» THINGS TO DO
(1) Echo the stretch of the DGT Holdings financial passage from "Discontinued operations had" through "in January 2011.", word for word.
(2) According to the DGT Holdings financial passage, what was consolidated backlog at April 30, 2011?
(3) Go on with the DGT Holdings financial passage from the point where it stops.

» TEXT PASSAGE
......

Discontinued operations had a net loss of $3.1 million in the first nine months of fiscal 2010.

Net income for the first nine months of fiscal 2011 was $1.1 million, or $0.38 per basic and diluted share, compared to a net loss of $2.0 million, or $1.10 per basic and diluted share in the comparable prior year period. For the first nine months of fiscal 2011, there were 2.8 million weighted average shares outstanding, compared to 1.8 million in the first nine months of fiscal 2010. The shares outstanding have been restated to reflect the reverse and forward stock stock splits effected in January 2011.

BACKLOG

Consolidated backlog at April 30, 2011 was $13.3 million compared to $11.9 million at July 31, 2010. Backlog at the Medical Systems Group at April 30, 2011 increased $0.6 million from July 31, 2010. Backlog at the Power Conversion Group, increased $0.7 million from the level at the beginning of the fiscal year. Substantially all of the backlog should result in shipments within the next 12 to 15 months.

FINANCIAL CONDITION

DGT Holdings' balance sheet at April 30, 2011 reflected working capital of $37.6 million, which included $22.8 million of cash and cash equivalents. Cash net of debt decreased $5.4 million for the quarter, primarily as a result of a reduction in accounts payable and an increase in inventory at the Medical Systems Group. At the end of the fiscal 2011 third quarter, DGT Holdings had outstanding borrowings of $0.1 million under its Italian revolving credit facilities. In the aggregate, the Company had $12.3 million of borrowing availability under its Italian revolving credit facilities.

......

» INFORMATION SUPPLIED

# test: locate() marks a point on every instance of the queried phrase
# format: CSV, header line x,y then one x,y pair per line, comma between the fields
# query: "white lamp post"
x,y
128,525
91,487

......

» RESULTS
(1)
Discontinued operations had a net loss of $3.1 million in the first nine months of fiscal 2010.

Net income for the first nine months of fiscal 2011 was $1.1 million, or $0.38 per basic and diluted share, compared to a net loss of $2.0 million, or $1.10 per basic and diluted share in the comparable prior year period. For the first nine months of fiscal 2011, there were 2.8 million weighted average shares outstanding, compared to 1.8 million in the first nine months of fiscal 2010. The shares outstanding have been restated to reflect the reverse and forward stock stock splits effected in January 2011.

(2) $13.3 million

(3)
COMMENTS

John J. Quicke, DGT Holdings' President and Chief Executive Officer, commented, "Our third quarter results show a decline in sales and profitability over the prior fiscal year. We continue to be concerned about the strength of the worldwide economic recovery and the potential impact U.S. Dept. of Defense efforts to reduce spending may have on our business. However, we currently anticipate our fourth quarter sales and profitability to reflect an improvement over the third quarter. We are actively pursuing acquisitions in the U.S. market."

ABOUT DGT HOLDINGS

DGT Holdings Corp. is primarily engaged in the design, manufacture and marketing of high performance diagnostic imaging systems for medical and dental applications in its Medical Systems Group. Through its Milan, Italy based Villa Sistemi Medicali S.p.A. subsidiary, the Company offers a broad portfolio of general radiographic, radiographic/fluoroscopic, portable x-ray and digital radiographic systems to the global marketplace. Through its Power Conversion Group's RFI subsidiary, DGT Holdings manufactures proprietary high-voltage power conversion subsystems including electronic filters, high voltage capacitors, pulse modulators, transformers and reactors, and a variety of other products designed for industrial, medical, military and other commercial applications.

The Company's web site is .    

The DGT Holdings Corp. logo is available at http://www.globenewswire.com/newsroom/prs/?pkgid=8578

Statements about future results made in this release may constitute forward-looking statements within the meaning of the Private Securities Litigation Reform Act of 1995. These statements are based on current expectations and the current economic environment. DGT Holdings cautions that these statements are not guarantees of future performance. These statements involve a number of risks and uncertainties that are difficult to predict, including, but not limited to: the ability of DGT Holdings to introduce products as scheduled; obtaining necessary product certification; implementation of its business plan; retention of management; changing industry and competitive conditions; obtaining anticipated operating efficiencies; securing necessary capital facilities; favorable determinations in various legal matters; market and operating risks from foreign currency exchange exposures; and favorable general economic conditions. Actual results could differ materially from those expressed or implied in the forward-looking statements. Important assumptions and other important factors that could cause actual results to differ materially from those in the forward-looking statements are specified in the Company's filings with the Securities and Exchange Commission.